> **Excerpt**:
================
Are science and religion contrastive in nature
Besides the missing moral component in a scientific world-view, how different an engagement with the world is represented by the evolution from religion to science? Are science and religion contrastive in nature?
On this point, anthropologists seem divided, as is nicely represented by a debate between John Beattie (1966) and Robin Horton (1967). For Beattie, religion should be understood as essentially expressive and dramatic behaviour more akin to art than science. Religion concerns symbolic statements, not practical procedures, and a premium is placed upon the elaboration or involution of symbolism as an end, value and beauty in itself. To the extent that religion possesses procedure—as in ritual—the efficacy of the latter resides in its expressiveness, in its being expressed and enacted in particular ways. The procedure is far from being intellectual or explanatory activity, based on experimental propositions or the testing of rationally formulated hypotheses. Religion is not grounded in a mechanistic universe at all, and to the extent that religious beliefs treat empirical facts, causes and functions ('among the Nuer, incest causes leprosy'), then these are secondary to their main purpose, and arrived at intuitively or poetically, and without theoretical or experimental mediation. The main purpose of religious ritual and belief is, rather, to influence, by imprecation, sacrifice and prayer, an intentioning universe replete with personalized beings.
================
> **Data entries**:

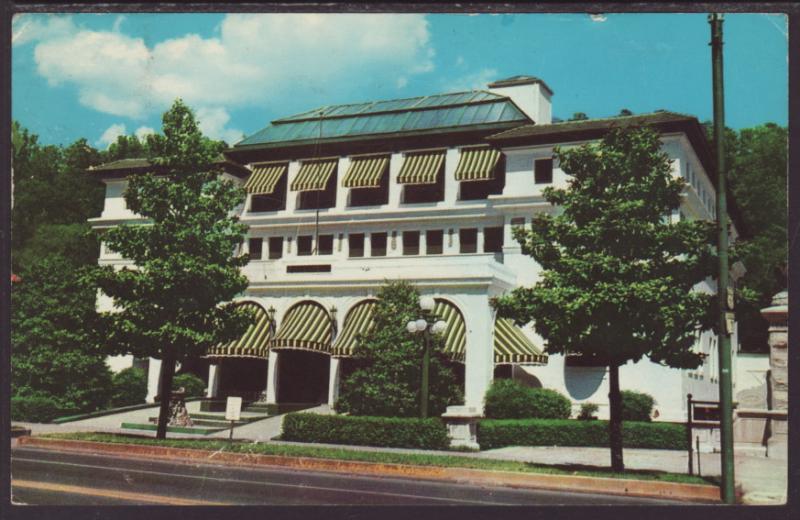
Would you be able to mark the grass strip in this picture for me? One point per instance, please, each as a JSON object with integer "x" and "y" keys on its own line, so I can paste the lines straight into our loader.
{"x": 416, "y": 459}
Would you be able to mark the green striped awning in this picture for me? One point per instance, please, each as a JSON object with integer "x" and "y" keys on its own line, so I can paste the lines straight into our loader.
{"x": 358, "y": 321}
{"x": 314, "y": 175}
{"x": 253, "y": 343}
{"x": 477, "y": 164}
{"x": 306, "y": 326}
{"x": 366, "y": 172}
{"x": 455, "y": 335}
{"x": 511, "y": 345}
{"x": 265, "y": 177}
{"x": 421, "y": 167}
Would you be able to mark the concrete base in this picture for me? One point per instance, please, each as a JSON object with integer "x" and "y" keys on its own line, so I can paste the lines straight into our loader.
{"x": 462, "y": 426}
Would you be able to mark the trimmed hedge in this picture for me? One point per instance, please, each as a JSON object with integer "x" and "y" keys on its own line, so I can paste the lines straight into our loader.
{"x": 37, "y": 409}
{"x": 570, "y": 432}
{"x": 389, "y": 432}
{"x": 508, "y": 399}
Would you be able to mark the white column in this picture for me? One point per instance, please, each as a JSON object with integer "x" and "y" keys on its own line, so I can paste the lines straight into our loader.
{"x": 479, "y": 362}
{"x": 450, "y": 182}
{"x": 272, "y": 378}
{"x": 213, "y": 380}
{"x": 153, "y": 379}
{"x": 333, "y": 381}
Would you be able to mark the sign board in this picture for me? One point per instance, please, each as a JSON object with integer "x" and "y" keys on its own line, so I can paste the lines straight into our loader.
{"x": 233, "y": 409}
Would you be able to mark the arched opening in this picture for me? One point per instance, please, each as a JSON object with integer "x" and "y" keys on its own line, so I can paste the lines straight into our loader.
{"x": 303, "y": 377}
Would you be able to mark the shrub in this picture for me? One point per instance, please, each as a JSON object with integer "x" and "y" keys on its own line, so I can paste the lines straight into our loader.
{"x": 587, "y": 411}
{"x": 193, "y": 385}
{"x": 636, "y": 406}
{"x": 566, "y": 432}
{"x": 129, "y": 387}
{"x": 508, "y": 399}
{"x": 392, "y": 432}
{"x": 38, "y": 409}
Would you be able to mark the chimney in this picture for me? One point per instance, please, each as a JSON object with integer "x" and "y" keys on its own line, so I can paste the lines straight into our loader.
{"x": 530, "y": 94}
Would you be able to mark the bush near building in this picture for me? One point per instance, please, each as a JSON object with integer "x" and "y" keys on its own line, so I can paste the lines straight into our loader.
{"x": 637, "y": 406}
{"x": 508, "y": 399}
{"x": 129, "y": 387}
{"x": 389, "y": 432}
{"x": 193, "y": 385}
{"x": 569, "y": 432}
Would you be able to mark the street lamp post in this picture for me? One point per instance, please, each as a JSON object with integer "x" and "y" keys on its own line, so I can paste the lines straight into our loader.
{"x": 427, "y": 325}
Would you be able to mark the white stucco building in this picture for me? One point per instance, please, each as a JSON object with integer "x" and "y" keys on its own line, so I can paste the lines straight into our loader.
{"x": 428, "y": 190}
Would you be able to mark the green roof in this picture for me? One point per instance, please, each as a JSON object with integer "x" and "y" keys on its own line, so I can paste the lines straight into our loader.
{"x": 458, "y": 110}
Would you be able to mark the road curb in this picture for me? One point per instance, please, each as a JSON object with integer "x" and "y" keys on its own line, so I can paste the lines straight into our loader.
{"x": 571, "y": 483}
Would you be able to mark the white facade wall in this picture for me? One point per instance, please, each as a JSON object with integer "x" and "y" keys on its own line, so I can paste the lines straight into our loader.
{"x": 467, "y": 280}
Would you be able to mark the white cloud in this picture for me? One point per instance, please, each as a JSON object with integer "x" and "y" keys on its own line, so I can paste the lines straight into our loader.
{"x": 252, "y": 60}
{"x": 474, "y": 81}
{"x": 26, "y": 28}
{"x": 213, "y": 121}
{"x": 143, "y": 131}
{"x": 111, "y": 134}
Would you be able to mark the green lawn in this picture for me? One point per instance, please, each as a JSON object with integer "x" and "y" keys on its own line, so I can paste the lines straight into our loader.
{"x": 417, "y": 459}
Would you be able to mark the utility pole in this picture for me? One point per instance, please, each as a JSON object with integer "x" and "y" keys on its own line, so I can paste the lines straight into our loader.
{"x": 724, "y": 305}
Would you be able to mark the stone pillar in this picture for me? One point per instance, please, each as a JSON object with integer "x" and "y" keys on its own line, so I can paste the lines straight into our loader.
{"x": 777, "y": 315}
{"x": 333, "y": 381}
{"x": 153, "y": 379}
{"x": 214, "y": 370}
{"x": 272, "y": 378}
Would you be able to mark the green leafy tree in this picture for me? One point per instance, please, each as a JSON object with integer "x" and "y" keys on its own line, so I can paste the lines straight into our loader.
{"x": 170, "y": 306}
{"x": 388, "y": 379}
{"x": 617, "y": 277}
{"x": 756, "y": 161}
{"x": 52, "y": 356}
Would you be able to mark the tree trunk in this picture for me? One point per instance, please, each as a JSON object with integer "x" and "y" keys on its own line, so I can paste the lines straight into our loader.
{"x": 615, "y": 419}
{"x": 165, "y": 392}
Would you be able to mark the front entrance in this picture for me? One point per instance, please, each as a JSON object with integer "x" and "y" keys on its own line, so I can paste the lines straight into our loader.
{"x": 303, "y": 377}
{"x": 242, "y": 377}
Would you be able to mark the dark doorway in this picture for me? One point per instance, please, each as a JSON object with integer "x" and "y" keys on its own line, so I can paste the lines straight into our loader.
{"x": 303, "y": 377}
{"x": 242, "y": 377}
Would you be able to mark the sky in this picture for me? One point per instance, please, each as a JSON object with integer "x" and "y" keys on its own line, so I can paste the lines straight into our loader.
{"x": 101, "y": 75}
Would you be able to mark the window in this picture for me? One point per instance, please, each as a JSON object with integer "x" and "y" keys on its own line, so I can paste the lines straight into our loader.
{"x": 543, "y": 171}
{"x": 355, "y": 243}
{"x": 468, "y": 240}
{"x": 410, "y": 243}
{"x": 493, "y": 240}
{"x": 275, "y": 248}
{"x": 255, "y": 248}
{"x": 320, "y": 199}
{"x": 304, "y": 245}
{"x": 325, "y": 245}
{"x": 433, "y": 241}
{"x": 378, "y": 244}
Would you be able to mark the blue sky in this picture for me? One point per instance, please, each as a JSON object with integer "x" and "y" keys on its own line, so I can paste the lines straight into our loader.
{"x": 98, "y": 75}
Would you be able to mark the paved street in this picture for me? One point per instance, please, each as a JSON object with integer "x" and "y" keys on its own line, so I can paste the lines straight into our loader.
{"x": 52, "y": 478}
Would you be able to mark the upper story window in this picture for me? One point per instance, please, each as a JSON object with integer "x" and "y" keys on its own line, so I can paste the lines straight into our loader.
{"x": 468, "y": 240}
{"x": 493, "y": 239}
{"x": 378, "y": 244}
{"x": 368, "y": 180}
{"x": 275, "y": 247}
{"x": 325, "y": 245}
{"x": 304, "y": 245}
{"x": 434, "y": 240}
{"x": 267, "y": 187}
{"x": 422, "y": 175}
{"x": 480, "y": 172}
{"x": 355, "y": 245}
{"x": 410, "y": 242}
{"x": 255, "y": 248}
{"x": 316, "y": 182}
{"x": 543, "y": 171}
================
> **Exercises**:
a: In the passage on science and religion, why does Beattie treat religion as more akin to art than to science? Answer in one to three sentences.
b: Pick up the passage on science and religion after its last sentence and carry it forward.

> **Task-by-task answers**:
a: Beattie sees religion as essentially expressive and dramatic behavior that deals in symbolic statements rather than practical procedures. The elaboration of its symbolism is valued as an end, value and beauty in itself, not as intellectual or explanatory activity that tests rationally formulated hypotheses.

b:
In short, religion and science are like two very different, if not opposite, cultures. Religion is a kind of artistic language, a distinctive way of saying something, whose values lie in how well that thing is said. Dramatic assertion is here an end in itself, rather than aiming for any more instrumental effectiveness. Even if religion and science come to be entwined in one socio-cultural setting, then, they remain contrastive ways of imaging and engaging with the world: two types of attitude to experience, two kinds of truth, two forms of practice.
For Horton, however, this distinction between 'expressive action' and 'technical action' does not hold up. In science, religion has been replaced by a form of knowledge and construction of meanings which is basically and directly comparable: from Judaeo-Christian Genesis to the Big Bang; from God as single, absolute truth to physical nature as an objective reality; from God as disembodied agency beyond time and space to scientific reasoning and rationality.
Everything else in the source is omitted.